[SHORT PROBLEM A] Print the passage on transport demand projection word for word.

[TEXT BLOCK]
■ ■ ■

For the base year, passengers demand is the sum of all the vehicles multiplied by the year-average distance travelled for vehicle type multiplied by the average occupancy rate. The calculation for freight demand is similar, replacing the occupancy rate by the year-average load transported. To calculate the future pkm demand, a projection for the population [64] is used as driver, while the tkm demand is forecasted using the GDP as driver, both are presented in Table 5.
These main drivers are the same for the different scenarios, but the narratives considered for the scenarios are different. In the Mod and DDP scenarios, a reduction of the individual transport is considered in favour of public mass transport modes, whilst the actual growing tendency of private cars is maintained for the LC scenario. Table 3, Table 4 and Table 5 were the inputs for the transport demand projection calculated and shown in [16], which is used as exogenous demand in the present work.

■ ■ ■

[Records from an annotation dataset]
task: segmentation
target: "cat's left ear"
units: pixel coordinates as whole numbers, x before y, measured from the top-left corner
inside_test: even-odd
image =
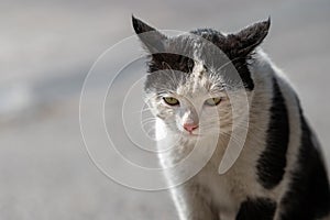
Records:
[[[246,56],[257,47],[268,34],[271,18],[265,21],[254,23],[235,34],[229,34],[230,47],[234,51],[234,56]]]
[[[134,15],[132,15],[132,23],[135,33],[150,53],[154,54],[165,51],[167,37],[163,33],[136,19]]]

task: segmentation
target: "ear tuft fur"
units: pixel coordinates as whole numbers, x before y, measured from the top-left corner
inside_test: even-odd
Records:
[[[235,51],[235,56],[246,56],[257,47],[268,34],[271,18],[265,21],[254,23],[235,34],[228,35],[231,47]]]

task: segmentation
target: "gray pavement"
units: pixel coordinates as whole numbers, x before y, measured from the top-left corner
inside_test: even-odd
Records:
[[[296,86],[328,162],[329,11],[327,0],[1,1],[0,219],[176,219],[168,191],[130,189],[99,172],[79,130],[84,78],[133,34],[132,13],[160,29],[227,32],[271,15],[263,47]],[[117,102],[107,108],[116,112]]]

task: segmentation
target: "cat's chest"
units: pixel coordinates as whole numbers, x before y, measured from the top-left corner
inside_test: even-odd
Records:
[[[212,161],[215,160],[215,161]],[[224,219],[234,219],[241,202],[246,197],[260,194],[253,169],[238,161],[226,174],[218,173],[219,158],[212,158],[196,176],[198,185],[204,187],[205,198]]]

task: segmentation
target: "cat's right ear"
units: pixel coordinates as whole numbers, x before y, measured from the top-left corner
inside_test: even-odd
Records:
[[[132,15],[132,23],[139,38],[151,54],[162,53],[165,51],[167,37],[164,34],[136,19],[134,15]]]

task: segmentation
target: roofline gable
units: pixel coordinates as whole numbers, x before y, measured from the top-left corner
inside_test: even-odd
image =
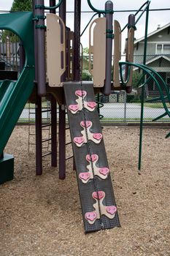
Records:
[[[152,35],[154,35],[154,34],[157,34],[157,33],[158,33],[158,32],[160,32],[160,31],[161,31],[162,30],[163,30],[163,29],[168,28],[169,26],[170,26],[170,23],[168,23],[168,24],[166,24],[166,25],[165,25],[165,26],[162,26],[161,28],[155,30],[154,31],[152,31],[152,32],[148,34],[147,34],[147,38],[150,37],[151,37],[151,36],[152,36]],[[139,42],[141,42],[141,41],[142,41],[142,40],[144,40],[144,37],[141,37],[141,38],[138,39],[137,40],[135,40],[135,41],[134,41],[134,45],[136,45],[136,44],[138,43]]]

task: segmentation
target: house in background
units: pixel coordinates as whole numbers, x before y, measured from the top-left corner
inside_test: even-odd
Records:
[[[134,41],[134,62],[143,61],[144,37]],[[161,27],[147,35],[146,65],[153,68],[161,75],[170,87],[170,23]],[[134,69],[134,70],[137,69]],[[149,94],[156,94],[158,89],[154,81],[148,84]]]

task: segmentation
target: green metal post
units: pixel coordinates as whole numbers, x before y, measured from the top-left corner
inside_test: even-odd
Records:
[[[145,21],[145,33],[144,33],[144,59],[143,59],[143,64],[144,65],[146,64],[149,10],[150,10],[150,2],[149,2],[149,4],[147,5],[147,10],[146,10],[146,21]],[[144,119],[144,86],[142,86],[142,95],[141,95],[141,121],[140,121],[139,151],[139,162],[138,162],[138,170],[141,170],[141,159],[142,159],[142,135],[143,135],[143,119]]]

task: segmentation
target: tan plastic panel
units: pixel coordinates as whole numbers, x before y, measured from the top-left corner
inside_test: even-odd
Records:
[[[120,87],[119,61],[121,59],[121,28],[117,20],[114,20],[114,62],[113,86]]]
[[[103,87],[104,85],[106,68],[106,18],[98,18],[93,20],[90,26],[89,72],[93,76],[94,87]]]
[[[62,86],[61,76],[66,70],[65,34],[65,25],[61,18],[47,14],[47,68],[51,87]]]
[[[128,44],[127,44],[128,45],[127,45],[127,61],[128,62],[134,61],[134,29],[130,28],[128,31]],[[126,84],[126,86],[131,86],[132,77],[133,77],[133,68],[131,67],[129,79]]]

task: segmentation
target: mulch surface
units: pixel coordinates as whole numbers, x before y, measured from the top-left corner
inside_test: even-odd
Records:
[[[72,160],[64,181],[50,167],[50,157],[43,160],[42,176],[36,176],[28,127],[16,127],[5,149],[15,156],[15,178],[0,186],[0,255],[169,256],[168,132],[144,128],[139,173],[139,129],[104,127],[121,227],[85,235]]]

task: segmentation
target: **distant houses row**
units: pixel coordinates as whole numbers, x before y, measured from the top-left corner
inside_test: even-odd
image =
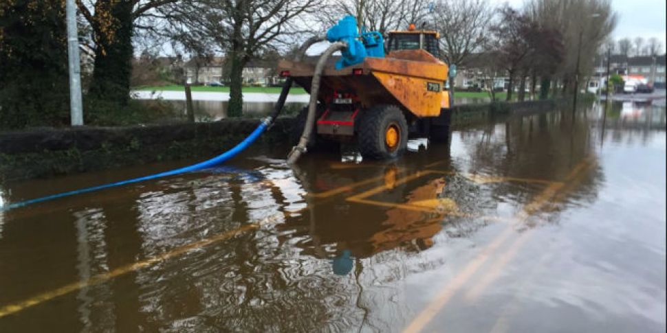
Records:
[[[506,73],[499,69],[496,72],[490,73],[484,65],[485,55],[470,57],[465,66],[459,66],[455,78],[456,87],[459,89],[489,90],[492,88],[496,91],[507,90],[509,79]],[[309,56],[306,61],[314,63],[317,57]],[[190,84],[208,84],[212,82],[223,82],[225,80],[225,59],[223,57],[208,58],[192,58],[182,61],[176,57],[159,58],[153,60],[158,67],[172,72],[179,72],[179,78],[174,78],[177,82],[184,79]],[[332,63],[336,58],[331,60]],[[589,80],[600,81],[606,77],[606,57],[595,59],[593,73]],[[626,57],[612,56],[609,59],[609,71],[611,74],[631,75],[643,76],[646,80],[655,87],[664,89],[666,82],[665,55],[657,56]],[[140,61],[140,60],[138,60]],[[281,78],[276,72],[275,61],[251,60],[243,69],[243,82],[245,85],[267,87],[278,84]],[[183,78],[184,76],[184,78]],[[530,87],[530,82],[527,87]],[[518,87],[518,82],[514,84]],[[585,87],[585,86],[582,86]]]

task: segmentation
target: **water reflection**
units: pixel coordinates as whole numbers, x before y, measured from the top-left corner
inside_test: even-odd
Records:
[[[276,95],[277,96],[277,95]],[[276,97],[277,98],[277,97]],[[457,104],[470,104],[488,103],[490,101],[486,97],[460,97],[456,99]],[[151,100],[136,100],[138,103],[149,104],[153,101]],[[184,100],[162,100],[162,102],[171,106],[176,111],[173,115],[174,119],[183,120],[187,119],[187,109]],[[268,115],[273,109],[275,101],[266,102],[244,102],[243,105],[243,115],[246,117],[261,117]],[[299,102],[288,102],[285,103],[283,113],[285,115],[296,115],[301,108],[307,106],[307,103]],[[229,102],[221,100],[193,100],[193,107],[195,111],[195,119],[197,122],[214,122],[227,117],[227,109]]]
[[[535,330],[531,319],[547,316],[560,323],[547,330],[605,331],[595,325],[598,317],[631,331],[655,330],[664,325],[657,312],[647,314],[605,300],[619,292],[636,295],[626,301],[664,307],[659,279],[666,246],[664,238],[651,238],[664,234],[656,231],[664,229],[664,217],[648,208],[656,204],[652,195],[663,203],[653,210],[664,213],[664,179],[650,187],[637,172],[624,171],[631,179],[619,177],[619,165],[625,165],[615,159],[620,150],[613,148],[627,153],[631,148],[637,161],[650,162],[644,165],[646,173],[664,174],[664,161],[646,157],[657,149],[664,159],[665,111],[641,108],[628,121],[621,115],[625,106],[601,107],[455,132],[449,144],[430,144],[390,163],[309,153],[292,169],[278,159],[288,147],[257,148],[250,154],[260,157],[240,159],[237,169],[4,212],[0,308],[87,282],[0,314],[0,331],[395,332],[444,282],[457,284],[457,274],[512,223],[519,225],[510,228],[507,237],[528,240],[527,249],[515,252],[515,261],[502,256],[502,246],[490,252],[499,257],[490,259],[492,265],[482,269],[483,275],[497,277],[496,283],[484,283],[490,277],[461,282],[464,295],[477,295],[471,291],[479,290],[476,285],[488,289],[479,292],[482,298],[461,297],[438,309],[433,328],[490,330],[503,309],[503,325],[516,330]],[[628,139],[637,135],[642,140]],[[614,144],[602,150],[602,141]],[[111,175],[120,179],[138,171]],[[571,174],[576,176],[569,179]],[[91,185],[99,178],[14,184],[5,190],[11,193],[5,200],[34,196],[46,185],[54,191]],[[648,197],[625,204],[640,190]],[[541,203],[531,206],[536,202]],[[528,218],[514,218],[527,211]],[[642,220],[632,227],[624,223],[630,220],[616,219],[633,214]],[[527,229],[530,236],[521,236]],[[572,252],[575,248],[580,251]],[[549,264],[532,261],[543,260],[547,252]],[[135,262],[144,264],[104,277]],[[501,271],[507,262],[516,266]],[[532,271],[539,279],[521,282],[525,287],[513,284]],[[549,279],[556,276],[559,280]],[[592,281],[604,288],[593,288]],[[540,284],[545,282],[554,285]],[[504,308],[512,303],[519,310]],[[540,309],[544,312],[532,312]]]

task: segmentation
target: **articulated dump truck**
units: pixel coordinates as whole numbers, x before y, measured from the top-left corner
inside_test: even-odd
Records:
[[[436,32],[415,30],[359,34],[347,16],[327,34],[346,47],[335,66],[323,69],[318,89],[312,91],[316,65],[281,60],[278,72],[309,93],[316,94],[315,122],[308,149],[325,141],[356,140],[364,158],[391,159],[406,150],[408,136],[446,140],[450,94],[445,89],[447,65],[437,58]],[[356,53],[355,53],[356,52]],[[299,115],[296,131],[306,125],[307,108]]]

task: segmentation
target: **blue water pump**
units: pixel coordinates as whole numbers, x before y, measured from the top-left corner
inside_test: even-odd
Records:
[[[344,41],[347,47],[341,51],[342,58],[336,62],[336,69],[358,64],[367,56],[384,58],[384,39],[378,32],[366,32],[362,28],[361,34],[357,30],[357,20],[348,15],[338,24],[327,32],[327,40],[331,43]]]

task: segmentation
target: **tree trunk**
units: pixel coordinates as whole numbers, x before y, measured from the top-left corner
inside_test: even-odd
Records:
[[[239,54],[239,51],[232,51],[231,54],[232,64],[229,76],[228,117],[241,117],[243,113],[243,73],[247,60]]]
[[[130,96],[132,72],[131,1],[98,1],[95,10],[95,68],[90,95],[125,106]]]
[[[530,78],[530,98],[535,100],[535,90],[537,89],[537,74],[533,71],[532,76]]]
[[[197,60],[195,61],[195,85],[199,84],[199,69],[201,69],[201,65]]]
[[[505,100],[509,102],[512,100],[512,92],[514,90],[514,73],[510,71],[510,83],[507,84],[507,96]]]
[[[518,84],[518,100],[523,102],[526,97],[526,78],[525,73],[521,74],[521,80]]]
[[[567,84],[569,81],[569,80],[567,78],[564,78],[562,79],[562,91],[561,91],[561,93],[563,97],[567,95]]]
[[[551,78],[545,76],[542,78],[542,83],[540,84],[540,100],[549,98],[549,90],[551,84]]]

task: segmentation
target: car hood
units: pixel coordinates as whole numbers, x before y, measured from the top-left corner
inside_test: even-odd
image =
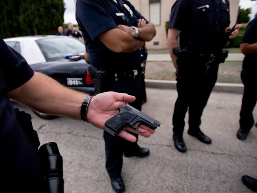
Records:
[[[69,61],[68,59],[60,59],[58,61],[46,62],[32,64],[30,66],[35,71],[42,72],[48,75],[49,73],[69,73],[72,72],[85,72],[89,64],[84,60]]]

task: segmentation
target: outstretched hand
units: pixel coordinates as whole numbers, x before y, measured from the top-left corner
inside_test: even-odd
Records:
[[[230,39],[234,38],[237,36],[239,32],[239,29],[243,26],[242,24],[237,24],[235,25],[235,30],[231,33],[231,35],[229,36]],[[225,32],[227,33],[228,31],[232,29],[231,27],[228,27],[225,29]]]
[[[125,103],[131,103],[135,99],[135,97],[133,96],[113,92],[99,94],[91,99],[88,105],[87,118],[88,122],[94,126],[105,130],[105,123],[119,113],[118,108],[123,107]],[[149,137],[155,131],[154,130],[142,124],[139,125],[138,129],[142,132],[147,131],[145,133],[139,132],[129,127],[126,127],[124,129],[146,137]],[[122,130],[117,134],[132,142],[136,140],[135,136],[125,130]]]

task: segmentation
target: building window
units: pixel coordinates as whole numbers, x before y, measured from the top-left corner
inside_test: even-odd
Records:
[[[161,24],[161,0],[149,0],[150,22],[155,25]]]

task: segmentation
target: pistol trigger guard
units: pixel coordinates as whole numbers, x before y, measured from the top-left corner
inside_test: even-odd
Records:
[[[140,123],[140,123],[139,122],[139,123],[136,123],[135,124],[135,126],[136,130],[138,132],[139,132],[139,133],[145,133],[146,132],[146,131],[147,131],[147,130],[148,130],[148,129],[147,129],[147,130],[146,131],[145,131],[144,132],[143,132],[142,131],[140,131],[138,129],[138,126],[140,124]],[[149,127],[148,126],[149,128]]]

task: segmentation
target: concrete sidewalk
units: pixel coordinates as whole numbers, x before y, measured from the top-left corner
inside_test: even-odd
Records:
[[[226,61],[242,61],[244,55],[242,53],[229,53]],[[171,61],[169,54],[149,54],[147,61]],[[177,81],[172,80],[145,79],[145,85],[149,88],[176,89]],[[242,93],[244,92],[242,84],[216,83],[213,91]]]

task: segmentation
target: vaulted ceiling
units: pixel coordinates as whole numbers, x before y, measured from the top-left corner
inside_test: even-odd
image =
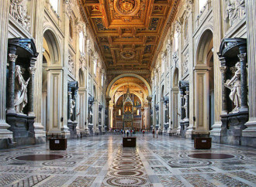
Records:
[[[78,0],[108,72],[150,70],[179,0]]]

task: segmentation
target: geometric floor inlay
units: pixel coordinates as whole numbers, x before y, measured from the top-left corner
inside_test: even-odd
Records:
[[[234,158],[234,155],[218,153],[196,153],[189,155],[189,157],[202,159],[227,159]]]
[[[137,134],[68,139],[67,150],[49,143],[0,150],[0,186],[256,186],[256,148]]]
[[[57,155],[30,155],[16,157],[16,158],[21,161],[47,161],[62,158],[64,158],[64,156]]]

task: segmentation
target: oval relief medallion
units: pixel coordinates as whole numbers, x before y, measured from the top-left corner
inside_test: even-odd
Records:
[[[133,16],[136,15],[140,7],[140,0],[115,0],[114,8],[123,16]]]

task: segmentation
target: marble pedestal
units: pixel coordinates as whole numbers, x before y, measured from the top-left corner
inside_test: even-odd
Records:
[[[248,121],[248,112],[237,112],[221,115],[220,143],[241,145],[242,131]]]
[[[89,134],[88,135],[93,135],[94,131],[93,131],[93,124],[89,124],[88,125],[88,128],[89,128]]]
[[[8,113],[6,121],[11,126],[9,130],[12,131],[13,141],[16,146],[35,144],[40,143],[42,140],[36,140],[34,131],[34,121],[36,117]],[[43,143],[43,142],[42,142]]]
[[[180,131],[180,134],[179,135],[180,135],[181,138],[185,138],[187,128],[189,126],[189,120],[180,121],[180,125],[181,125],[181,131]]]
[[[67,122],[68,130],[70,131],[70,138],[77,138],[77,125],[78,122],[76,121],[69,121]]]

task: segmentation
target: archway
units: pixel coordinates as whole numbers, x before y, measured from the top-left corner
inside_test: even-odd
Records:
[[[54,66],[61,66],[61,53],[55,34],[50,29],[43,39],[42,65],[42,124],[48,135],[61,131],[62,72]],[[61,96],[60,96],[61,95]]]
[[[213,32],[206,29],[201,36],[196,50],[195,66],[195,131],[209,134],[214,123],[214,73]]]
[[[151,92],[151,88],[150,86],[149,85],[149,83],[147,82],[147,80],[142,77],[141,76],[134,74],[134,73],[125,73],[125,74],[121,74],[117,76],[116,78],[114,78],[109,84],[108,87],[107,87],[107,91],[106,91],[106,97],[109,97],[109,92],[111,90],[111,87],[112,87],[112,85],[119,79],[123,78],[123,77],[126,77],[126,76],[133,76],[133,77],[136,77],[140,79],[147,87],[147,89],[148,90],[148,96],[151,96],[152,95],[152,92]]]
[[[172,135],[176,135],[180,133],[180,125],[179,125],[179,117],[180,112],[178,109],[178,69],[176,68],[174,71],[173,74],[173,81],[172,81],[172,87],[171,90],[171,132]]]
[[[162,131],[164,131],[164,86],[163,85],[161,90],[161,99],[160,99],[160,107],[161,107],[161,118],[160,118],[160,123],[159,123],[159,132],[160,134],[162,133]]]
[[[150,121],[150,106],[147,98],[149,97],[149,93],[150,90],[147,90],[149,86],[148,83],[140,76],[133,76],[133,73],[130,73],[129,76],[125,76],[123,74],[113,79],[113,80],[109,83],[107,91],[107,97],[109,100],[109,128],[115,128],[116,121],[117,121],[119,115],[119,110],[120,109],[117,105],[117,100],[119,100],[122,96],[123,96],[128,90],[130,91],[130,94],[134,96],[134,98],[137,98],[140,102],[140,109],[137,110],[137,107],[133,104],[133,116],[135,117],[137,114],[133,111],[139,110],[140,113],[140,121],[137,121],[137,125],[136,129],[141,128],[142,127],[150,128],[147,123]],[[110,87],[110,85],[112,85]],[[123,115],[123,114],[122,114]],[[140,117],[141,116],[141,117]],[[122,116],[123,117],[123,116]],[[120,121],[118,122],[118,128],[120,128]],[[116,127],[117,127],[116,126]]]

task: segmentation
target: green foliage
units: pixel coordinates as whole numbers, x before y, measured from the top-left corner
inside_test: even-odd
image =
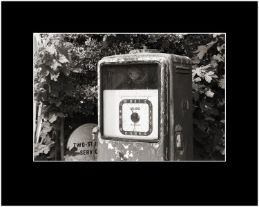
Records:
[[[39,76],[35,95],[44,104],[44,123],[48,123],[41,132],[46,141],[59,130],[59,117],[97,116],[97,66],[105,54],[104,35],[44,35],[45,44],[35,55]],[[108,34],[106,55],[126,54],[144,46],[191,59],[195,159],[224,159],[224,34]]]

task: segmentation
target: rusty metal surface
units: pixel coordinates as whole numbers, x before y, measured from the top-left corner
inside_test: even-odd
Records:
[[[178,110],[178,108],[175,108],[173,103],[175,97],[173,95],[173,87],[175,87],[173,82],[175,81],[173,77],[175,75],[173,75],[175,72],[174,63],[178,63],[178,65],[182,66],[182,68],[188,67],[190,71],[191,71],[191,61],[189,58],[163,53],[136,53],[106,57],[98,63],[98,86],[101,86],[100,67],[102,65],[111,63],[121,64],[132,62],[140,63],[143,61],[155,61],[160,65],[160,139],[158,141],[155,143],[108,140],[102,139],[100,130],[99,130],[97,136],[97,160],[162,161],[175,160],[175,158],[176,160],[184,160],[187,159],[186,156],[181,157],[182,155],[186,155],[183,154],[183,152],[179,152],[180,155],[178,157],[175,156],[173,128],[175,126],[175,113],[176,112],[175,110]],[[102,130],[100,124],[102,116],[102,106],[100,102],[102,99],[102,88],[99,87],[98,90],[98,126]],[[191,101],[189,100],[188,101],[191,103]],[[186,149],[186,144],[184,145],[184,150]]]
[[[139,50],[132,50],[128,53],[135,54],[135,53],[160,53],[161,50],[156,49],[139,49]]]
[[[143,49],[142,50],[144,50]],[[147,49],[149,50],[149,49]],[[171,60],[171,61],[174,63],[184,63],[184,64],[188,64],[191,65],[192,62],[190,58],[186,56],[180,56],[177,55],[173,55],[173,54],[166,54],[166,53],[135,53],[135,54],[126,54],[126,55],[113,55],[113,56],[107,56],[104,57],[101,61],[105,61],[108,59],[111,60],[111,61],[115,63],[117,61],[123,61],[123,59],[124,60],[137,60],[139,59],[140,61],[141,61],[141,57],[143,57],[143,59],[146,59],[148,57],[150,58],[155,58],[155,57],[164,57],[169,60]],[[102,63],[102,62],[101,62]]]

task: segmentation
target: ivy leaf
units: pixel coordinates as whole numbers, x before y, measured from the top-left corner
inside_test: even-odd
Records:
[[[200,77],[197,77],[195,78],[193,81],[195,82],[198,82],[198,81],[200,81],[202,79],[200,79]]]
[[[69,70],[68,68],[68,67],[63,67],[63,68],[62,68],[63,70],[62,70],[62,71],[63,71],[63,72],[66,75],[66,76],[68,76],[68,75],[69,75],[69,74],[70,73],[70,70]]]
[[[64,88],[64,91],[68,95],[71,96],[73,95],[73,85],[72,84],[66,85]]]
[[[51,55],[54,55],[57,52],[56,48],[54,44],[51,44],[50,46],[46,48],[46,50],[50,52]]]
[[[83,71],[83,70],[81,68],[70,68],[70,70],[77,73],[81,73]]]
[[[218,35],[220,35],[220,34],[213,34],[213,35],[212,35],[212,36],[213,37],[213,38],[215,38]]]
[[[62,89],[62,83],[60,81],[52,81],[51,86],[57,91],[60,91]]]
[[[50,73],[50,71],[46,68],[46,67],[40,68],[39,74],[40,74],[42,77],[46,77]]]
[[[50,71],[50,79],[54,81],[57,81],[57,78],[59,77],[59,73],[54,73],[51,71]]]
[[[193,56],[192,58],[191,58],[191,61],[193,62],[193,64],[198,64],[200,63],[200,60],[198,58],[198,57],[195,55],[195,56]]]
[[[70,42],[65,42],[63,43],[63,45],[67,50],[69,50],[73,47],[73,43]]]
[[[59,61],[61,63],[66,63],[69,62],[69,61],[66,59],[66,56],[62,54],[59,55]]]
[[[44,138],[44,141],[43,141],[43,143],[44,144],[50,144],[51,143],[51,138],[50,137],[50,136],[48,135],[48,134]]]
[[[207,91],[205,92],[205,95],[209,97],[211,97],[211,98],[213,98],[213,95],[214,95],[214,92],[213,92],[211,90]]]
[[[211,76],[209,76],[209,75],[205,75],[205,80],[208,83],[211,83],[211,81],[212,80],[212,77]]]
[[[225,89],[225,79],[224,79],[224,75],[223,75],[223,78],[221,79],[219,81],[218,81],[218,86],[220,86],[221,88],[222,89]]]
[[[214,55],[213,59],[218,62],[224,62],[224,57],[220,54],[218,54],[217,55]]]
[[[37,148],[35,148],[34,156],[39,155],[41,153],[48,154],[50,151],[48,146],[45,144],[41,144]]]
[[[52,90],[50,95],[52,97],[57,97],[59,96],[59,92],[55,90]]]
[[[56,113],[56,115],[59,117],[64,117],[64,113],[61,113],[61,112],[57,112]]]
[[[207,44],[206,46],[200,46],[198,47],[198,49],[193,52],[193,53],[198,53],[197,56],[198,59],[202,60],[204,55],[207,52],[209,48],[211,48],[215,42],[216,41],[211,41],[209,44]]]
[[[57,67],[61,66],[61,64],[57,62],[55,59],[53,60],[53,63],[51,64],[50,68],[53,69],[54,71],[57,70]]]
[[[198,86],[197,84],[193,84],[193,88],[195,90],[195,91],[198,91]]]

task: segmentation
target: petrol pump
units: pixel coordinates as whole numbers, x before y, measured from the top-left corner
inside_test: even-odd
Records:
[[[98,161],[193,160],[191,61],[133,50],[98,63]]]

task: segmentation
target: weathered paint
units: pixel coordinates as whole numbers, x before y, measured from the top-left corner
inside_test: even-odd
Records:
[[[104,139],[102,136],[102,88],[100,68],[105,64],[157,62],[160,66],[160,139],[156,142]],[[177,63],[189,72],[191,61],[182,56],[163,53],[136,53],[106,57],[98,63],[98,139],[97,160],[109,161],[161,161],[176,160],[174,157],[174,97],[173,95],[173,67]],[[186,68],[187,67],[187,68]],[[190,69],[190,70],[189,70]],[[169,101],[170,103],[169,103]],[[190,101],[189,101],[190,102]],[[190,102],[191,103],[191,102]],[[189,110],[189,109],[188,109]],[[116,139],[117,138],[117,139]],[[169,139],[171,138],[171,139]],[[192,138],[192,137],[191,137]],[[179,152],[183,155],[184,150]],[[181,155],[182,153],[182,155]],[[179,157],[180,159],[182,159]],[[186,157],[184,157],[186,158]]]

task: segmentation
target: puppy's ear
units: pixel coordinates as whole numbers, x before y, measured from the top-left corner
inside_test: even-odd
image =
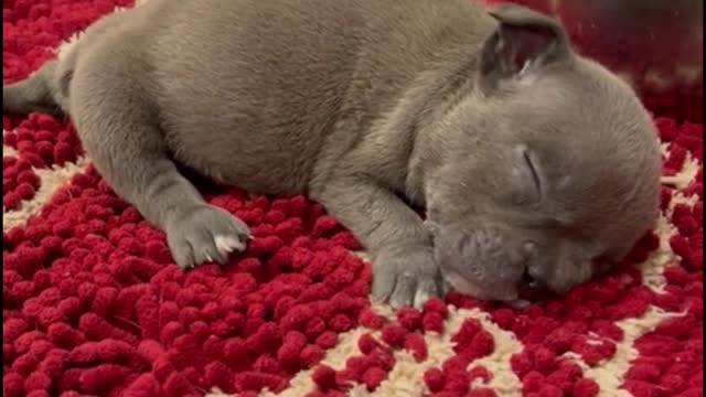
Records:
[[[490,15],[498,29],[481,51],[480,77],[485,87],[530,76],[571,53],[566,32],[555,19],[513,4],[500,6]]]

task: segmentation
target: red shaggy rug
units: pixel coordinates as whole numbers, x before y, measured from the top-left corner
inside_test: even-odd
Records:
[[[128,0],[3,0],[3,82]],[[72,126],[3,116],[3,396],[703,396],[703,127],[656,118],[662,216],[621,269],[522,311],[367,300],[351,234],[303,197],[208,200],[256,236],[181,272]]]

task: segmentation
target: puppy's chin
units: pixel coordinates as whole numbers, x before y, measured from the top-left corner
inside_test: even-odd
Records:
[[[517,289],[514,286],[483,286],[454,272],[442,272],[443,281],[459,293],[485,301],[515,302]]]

■ ■ ■

[SHORT PROBLEM B] Report each line of the listing above that contains the string "pump", treating uppercase and lowercase letters as different.

[FULL OUTPUT A]
For the base year, passengers demand is the sum of all the vehicles multiplied by the year-average distance travelled for vehicle type multiplied by the average occupancy rate. The calculation for freight demand is similar, replacing the occupancy rate by the year-average load transported. To calculate the future pkm demand, a projection for the population [64] is used as driver, while the tkm demand is forecasted using the GDP as driver, both are presented in Table 5.
These main drivers are the same for the different scenarios, but the narratives considered for the scenarios are different. In the Mod and DDP scenarios, a reduction of the individual transport is considered in favour of public mass transport modes, whilst the actual growing tendency of private cars is maintained for the LC scenario. Table 3, Table 4 and Table 5 were the inputs for the transport demand projection calculated and shown in [16], which is used as exogenous demand in the present work.

[FULL OUTPUT B]
target: **blue water pump**
target: petrol pump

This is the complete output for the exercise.